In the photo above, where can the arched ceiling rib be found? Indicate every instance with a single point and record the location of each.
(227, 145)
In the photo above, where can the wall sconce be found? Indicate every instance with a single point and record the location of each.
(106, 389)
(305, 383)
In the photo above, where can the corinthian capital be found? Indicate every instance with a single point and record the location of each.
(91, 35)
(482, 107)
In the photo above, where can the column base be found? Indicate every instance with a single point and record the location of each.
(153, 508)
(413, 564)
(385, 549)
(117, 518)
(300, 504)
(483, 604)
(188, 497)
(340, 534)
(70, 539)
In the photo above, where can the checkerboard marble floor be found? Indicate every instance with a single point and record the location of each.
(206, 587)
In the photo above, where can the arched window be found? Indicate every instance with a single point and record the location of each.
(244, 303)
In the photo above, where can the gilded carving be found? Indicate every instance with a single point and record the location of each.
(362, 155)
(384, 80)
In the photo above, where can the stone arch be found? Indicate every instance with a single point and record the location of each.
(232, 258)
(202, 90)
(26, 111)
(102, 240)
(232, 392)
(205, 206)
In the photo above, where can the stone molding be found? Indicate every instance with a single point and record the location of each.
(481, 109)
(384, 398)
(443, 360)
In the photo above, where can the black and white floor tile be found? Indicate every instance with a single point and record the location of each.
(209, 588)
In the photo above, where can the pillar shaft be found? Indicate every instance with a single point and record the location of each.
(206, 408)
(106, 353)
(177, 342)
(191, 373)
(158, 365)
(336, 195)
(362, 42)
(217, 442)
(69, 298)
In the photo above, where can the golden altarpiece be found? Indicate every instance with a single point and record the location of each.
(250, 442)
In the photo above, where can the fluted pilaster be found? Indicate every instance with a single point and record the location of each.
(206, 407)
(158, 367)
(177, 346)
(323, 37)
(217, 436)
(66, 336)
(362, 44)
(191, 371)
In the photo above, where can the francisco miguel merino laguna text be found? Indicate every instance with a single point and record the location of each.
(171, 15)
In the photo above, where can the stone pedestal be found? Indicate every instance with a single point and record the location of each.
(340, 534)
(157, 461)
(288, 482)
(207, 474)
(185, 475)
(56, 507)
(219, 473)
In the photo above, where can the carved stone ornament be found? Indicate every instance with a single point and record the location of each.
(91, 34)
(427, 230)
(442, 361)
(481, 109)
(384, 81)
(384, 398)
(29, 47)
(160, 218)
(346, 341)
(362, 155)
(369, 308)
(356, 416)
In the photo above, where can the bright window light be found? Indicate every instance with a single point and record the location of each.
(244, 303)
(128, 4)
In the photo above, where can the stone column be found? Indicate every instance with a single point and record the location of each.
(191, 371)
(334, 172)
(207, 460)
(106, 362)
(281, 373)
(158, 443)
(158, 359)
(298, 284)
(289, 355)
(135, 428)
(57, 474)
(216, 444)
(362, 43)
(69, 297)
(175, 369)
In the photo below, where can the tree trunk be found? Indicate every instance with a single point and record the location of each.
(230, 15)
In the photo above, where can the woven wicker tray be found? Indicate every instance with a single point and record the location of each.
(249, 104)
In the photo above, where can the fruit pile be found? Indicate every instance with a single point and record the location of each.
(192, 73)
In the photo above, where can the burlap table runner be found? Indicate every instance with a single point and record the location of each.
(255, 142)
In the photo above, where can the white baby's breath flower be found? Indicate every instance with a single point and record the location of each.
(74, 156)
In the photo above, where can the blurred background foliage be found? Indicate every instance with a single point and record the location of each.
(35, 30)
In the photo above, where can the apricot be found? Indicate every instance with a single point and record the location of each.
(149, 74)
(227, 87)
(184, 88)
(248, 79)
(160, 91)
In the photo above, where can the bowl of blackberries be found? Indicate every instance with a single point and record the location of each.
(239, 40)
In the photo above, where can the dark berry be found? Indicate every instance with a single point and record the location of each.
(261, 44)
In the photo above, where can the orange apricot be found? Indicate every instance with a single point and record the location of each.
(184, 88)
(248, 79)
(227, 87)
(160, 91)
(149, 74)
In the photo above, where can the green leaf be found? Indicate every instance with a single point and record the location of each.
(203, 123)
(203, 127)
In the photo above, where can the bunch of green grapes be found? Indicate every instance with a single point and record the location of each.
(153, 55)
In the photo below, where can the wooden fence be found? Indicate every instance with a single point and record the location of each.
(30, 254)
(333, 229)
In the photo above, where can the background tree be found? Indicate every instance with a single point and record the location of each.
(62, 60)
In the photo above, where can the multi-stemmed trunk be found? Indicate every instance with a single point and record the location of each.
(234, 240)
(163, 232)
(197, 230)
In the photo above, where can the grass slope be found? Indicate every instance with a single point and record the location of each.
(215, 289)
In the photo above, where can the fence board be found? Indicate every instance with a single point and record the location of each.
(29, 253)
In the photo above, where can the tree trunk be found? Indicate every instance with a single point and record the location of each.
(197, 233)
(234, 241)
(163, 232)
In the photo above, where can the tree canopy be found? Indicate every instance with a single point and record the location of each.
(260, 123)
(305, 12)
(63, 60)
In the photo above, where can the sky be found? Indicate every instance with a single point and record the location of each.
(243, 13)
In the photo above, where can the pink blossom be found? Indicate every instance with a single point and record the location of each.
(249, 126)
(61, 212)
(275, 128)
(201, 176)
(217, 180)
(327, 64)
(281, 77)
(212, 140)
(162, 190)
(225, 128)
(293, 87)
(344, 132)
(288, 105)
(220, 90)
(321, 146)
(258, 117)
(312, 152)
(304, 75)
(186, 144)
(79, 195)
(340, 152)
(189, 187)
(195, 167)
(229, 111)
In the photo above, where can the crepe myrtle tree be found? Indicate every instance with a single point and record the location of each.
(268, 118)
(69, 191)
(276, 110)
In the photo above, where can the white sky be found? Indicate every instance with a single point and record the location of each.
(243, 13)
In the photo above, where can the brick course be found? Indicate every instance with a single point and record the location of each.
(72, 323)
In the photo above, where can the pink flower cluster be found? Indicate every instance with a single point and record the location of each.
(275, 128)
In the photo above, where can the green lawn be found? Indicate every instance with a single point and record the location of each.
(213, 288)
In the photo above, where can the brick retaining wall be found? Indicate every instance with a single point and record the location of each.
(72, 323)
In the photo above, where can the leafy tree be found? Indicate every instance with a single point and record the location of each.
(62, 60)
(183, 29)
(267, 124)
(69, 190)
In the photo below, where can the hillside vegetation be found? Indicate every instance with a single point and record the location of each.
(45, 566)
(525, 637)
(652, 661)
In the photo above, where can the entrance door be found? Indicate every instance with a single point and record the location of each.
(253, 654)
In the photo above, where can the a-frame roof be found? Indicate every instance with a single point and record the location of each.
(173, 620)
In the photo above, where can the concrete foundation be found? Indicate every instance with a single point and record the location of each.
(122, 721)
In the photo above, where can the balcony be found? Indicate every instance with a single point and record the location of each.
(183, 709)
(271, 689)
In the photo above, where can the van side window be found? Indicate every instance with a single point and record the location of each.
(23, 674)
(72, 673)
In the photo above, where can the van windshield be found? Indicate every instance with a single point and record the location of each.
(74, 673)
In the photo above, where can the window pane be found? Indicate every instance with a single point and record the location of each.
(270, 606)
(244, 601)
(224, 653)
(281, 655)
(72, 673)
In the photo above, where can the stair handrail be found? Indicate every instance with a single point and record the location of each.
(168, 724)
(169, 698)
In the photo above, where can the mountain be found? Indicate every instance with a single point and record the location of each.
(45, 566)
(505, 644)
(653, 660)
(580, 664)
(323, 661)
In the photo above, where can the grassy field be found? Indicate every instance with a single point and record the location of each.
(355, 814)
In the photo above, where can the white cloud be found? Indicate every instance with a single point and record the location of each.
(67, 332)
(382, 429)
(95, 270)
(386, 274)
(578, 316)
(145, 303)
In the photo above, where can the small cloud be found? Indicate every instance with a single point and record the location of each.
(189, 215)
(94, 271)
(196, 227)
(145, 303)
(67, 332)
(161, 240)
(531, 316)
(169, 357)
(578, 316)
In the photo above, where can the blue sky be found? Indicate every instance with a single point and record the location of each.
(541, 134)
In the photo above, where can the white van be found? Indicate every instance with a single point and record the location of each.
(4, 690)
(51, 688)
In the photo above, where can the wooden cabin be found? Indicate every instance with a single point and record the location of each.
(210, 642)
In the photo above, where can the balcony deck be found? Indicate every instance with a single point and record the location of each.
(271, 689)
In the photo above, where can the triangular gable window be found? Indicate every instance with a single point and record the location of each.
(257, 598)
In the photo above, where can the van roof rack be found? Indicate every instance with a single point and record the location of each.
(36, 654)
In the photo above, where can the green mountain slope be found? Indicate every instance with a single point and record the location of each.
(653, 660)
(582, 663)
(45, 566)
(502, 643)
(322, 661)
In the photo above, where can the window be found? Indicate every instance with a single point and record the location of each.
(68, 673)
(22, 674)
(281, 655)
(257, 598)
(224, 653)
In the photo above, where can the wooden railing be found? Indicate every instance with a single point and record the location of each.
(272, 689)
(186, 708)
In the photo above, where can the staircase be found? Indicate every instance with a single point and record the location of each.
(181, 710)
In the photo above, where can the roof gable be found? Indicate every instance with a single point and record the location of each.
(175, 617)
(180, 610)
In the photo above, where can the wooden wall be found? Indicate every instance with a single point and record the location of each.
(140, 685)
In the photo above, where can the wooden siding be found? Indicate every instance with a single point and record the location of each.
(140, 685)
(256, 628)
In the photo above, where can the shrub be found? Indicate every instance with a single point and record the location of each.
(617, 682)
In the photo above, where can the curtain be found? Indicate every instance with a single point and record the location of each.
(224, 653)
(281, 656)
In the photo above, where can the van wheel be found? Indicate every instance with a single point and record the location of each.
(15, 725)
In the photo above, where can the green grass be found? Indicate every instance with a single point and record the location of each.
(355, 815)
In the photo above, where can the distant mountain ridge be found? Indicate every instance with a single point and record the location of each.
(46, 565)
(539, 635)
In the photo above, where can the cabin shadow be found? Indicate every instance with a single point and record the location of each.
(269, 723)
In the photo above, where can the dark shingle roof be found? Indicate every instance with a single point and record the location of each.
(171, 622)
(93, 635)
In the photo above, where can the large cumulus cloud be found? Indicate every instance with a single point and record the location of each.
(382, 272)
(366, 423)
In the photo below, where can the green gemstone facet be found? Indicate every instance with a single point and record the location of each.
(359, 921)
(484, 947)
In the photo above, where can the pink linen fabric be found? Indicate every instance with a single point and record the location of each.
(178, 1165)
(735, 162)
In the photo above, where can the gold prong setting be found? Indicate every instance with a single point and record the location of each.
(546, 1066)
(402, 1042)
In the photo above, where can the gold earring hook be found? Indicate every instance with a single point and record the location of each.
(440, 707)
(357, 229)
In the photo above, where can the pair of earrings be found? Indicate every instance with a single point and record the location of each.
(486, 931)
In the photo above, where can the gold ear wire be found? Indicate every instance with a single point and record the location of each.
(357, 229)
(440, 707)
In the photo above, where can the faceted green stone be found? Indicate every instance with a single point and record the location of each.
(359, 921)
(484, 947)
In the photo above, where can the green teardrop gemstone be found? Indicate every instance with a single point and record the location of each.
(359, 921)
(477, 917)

###

THE TASK:
Rewrite only the part of the records that opens with the line containing "In the photo above, where can the cabin" and runs through the end of the records, replacing "single point" with "single marker" throughout and leaving everything else unchanged.

EXERCISE RESULT:
In the photo above, where can the cabin shadow be found? Indicate every instance with a single marker and record the location of each.
(269, 723)
In the photo above, where can the dark shingle roof be found? Indicate every instance with a single marker and record the location of each.
(171, 622)
(93, 635)
In the photo above, where can the large cumulus cloud be found? Indicate every instance with a single marker and record the location of each.
(382, 272)
(366, 423)
In the photo below, where can the green gemstone facet be found? Indicate every instance with a single marker and record the location of each.
(359, 921)
(484, 947)
In the photo above, where can the pink linen fabric be found? Indicate every instance with a single marker and record the location of each.
(178, 1165)
(735, 162)
In the photo above, where can the gold prong setting be found? Indicate every instance with a single marker and record the location of each.
(546, 1066)
(402, 1042)
In the photo above, where can the gold earring hook be found? Indicate every instance with a single marker and record the location of each.
(440, 707)
(357, 229)
In the photo above, where can the pair of earrings be found? Indicate every instance with a single marker and record the location of each.
(486, 931)
In the photo above, where can the gold ear wire be found? Indicate every instance with a single marker and record the location of each.
(357, 229)
(440, 707)
In the photo above, where can the faceted green stone be found? Indicate every instance with a single marker and record the location of each.
(359, 921)
(484, 947)
In the photo above, where can the green teardrop gemstone be found? Indicate every instance with a single marker and record the location of each.
(359, 921)
(477, 917)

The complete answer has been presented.